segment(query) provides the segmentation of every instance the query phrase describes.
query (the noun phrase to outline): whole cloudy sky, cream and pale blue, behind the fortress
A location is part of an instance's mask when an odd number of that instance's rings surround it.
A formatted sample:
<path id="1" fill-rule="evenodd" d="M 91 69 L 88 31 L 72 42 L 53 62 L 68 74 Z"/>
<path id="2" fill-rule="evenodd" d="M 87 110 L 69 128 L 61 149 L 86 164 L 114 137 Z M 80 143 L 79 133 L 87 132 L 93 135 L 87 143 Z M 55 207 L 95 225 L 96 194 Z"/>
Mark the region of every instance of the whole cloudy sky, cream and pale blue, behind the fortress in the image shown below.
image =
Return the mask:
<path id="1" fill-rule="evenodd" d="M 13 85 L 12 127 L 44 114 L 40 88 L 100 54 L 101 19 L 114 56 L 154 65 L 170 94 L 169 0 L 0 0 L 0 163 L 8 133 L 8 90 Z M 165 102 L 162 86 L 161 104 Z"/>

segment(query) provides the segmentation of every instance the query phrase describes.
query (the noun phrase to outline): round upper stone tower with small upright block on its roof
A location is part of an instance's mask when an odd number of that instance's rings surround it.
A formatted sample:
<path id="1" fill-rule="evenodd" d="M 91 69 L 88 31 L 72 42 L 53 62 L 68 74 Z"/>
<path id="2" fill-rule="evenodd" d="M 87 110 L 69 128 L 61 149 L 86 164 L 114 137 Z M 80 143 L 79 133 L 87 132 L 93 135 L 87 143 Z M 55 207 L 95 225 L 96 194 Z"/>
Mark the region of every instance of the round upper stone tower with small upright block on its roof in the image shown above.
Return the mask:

Work task |
Nothing added, nothing dropped: copy the data above.

Response |
segment(query) provides the segmentation of every instance the query phrase describes.
query (the noun phrase to outline): whole cloudy sky, cream and pale blue, behind the fortress
A location is part of an instance's mask when an odd number of that instance's rings surround it.
A formatted sample:
<path id="1" fill-rule="evenodd" d="M 91 69 L 88 31 L 72 42 L 53 62 L 68 74 Z"/>
<path id="2" fill-rule="evenodd" d="M 87 110 L 69 128 L 61 149 L 86 164 L 114 137 Z M 80 143 L 79 133 L 87 132 L 93 135 L 87 143 Z M 55 207 L 95 225 L 96 194 Z"/>
Mark the region of every instance of the whole cloudy sky, cream and pale blue, behind the fortress in the image shown below.
image =
Return the mask:
<path id="1" fill-rule="evenodd" d="M 13 85 L 12 127 L 44 114 L 40 88 L 100 54 L 101 19 L 114 56 L 154 65 L 170 94 L 169 0 L 0 0 L 0 163 L 8 133 L 8 90 Z M 165 102 L 162 86 L 161 104 Z"/>

segment(query) provides the segmentation of every instance the query phrase describes.
query (the noun phrase to outline): round upper stone tower with small upright block on its roof
A location is part of an instance's mask when an odd number of that instance's rings surround it.
A formatted sample:
<path id="1" fill-rule="evenodd" d="M 91 69 L 88 31 L 72 42 L 53 62 L 68 74 Z"/>
<path id="2" fill-rule="evenodd" d="M 87 110 L 69 128 L 61 149 L 86 164 L 114 137 Z M 80 143 L 79 133 L 87 132 L 93 135 L 87 143 Z M 55 207 L 95 225 L 96 194 Z"/>
Mark the region of every instance of the round upper stone tower with small upright block on its roof in the image shown above.
Return the mask:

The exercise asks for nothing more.